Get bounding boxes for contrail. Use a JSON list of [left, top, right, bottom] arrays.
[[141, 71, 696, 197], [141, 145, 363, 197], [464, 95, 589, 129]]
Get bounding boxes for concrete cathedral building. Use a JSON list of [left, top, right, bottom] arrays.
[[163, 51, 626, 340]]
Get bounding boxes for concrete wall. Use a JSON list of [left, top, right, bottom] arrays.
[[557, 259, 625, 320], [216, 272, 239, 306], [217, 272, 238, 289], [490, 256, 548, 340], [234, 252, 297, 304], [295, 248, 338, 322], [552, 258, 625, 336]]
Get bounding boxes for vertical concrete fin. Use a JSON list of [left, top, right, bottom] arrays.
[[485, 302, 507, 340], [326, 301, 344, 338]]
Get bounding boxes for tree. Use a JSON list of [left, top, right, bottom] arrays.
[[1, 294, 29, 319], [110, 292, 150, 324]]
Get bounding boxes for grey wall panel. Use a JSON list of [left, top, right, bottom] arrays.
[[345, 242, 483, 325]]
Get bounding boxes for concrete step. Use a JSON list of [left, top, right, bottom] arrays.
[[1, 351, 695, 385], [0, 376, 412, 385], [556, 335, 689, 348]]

= = = =

### TASK DIRECTIONS
Word for word, transcribe the data shown above.

### EXPECTED ANSWER
Get bounding boxes for contrail. Use a JSON list of [left, top, right, bottom] arrays.
[[141, 71, 696, 197], [141, 145, 363, 197], [464, 95, 589, 129]]
Get bounding boxes for concrete cathedral building. Use a JSON list of [left, top, right, bottom] arrays.
[[163, 51, 626, 340]]
Get bounding boxes for concrete wall. Use a JSON list of [left, top, right, bottom] arrays.
[[557, 259, 625, 320], [216, 272, 239, 306], [217, 272, 238, 289], [490, 256, 548, 340], [234, 252, 297, 304], [295, 248, 338, 322], [552, 258, 625, 336]]
Get bounding boxes for vertical concrete fin. Use a JSON list of [left, top, right, bottom] arrays.
[[485, 302, 507, 340], [326, 301, 344, 338]]
Get bounding boxes for tree. Use a JSON list of [left, top, right, bottom] arrays.
[[1, 294, 29, 319], [110, 292, 150, 324]]
Get bounding boxes for grey wall panel. Use a JSON list of [left, top, right, bottom] arrays.
[[345, 242, 483, 325]]
Get bounding boxes for concrete step. Use a JSON list of [left, top, right, bottom] arrays.
[[1, 351, 695, 385], [0, 376, 412, 385], [556, 335, 689, 348]]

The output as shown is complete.